=== Data for this task ===
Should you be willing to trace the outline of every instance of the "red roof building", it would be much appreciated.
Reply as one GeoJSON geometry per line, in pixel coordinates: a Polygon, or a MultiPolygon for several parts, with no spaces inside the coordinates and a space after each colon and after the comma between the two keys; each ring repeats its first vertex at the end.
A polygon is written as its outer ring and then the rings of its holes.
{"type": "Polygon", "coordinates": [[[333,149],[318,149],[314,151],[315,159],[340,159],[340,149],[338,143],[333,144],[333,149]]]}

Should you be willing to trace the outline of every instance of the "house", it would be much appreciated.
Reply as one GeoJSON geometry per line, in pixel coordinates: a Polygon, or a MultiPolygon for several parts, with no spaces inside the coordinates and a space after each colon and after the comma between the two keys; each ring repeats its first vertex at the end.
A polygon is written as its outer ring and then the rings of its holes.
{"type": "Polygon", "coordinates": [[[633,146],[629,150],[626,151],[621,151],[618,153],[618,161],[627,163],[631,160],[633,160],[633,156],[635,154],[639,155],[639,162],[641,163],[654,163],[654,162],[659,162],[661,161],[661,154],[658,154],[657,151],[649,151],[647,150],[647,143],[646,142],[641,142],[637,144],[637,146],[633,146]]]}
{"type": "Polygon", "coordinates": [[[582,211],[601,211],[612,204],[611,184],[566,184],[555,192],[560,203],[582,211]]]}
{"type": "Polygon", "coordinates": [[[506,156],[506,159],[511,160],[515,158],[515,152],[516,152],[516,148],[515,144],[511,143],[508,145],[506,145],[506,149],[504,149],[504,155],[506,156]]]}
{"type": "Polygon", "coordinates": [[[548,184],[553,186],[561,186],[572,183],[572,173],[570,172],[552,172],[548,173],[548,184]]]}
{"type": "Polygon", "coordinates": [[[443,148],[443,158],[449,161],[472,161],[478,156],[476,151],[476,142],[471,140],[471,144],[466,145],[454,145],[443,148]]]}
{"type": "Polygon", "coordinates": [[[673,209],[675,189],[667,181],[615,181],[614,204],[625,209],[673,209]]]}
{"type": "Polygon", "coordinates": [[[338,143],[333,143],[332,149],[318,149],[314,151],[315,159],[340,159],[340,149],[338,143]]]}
===
From the records above, extract every entry exactly as given.

Exercise answer:
Should you be willing to trace the outline of every instance of the "red roof building", it would be much appreciated.
Reply as one GeoJSON geometry per line, in pixel coordinates: a Polygon, or a MultiPolygon for several parts, with no spaces inside the coordinates and a space after each colon and after the comma between the two keys; each ring repeats its first vertex at the end.
A polygon is written as its outer ring and then the rings of its holes.
{"type": "Polygon", "coordinates": [[[333,149],[318,149],[314,151],[315,159],[340,159],[340,149],[338,143],[333,144],[333,149]]]}

Should you be willing to trace the outline of every instance of the "house", it would be much appreciated.
Reply as one GeoJSON geometry per line, in pixel coordinates: a Polygon, or a MultiPolygon for several parts, with no spaces inside the coordinates and a space after each colon and after the comma between the two keys; each ring repeats its first vertex at the end.
A polygon is written as its outer ring and then the rings of its holes.
{"type": "Polygon", "coordinates": [[[633,146],[629,150],[626,151],[621,151],[618,153],[618,161],[627,163],[631,160],[633,160],[633,156],[635,154],[639,155],[639,162],[641,163],[654,163],[654,162],[659,162],[661,161],[661,154],[658,154],[657,151],[649,151],[647,150],[647,143],[646,142],[641,142],[637,144],[637,146],[633,146]]]}
{"type": "Polygon", "coordinates": [[[582,211],[601,211],[612,204],[611,184],[566,184],[555,192],[560,203],[582,211]]]}
{"type": "Polygon", "coordinates": [[[506,156],[506,159],[511,160],[515,158],[515,152],[516,152],[516,148],[515,144],[511,143],[508,145],[506,145],[506,149],[504,149],[504,155],[506,156]]]}
{"type": "Polygon", "coordinates": [[[548,184],[553,186],[561,186],[572,183],[572,173],[570,172],[552,172],[548,173],[548,184]]]}
{"type": "Polygon", "coordinates": [[[443,148],[443,158],[449,161],[472,161],[478,156],[476,151],[476,142],[471,140],[471,144],[466,145],[454,145],[443,148]]]}
{"type": "Polygon", "coordinates": [[[673,209],[675,189],[667,181],[615,181],[614,204],[625,209],[673,209]]]}
{"type": "Polygon", "coordinates": [[[338,143],[333,143],[332,149],[318,149],[314,151],[315,159],[340,159],[340,149],[338,143]]]}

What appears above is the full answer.